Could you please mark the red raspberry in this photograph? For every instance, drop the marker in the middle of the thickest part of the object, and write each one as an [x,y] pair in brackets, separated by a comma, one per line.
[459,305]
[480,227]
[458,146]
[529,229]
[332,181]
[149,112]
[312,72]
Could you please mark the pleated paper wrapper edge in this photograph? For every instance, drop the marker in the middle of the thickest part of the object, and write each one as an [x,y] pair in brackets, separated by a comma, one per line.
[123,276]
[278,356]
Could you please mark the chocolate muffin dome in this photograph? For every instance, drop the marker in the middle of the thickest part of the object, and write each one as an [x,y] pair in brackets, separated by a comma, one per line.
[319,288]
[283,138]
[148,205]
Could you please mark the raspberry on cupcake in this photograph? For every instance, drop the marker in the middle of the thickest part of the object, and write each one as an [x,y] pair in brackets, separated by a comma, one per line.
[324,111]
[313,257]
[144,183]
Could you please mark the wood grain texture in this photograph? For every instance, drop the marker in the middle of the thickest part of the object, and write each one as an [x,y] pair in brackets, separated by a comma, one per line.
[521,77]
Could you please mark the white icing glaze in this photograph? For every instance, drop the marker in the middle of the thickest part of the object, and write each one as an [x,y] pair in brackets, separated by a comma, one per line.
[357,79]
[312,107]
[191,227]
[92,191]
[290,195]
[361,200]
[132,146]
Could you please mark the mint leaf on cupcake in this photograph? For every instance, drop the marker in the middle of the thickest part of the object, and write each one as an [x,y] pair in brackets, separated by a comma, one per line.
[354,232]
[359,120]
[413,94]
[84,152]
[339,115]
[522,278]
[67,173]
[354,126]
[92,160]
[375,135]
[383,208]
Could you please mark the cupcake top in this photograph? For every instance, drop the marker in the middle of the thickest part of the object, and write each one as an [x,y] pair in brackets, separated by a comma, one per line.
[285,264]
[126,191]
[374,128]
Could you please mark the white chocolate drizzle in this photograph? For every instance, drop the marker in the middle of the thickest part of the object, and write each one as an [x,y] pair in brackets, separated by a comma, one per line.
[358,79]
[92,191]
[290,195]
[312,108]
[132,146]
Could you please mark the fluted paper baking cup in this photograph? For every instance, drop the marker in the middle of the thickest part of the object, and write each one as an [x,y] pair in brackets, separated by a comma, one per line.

__TASK TO COMPLETE__. Could you write out the entries again, starting with the line containing "Could you please mark the cupcake" and going on through the end of the entries, keeping the requests and shifting every x and y coordinate in the answers up by 43?

__EXPECTED ANSWER__.
Could you please mark the cupcake top in this photograph? For every instance, drop the marker in the middle of the thickest part of the object, and write each one as an [x,y] pair in brackets, separated by a comma, one per line.
[328,307]
[169,234]
[417,171]
Could you please mark the white chocolate drizzle in this photograph? For every instance, drop the marker in the middle of the thickest part of the object, and write each one as an [x,y] pair in brackets, separated by a comma, one per line.
[401,122]
[135,234]
[333,238]
[355,151]
[175,189]
Could you please mark the fluted paper baking cup in this photograph? For every instance, drop the marker in the middle of the thickest part of the object, and write each one as an [x,y] pair in brackets, separated by a comma, one per line.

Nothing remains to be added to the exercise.